— TASK OBJECTIVE —
Pick out and copy every line of the entries below that contains the string "person", matching case exactly.

— DATA PROVIDED —

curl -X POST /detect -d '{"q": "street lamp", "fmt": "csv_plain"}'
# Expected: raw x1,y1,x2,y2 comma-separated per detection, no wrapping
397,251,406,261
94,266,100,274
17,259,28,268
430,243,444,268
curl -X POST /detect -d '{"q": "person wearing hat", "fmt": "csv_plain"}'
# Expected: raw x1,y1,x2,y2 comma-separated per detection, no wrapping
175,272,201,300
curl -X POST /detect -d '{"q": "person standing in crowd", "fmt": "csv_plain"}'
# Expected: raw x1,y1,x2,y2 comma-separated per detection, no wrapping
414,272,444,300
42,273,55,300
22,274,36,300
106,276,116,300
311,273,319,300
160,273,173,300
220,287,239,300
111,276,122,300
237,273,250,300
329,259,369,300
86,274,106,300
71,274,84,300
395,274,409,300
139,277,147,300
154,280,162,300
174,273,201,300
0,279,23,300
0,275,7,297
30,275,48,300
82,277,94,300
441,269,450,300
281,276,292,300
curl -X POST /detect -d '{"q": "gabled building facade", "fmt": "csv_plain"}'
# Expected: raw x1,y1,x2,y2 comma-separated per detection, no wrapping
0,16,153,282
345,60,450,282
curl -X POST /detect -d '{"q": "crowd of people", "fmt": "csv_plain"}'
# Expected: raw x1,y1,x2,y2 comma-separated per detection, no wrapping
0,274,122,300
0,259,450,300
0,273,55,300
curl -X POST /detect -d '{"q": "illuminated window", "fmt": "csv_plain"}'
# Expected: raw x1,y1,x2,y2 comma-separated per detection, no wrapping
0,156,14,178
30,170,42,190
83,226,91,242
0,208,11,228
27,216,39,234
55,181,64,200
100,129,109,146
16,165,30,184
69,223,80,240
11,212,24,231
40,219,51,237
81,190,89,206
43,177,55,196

— RESULT —
curl -X POST /detect -d '{"q": "person wearing hat", "fmt": "csv_plain"}'
curl -X POST /detect -d '{"q": "person standing in crowd", "fmt": "csv_plain"}'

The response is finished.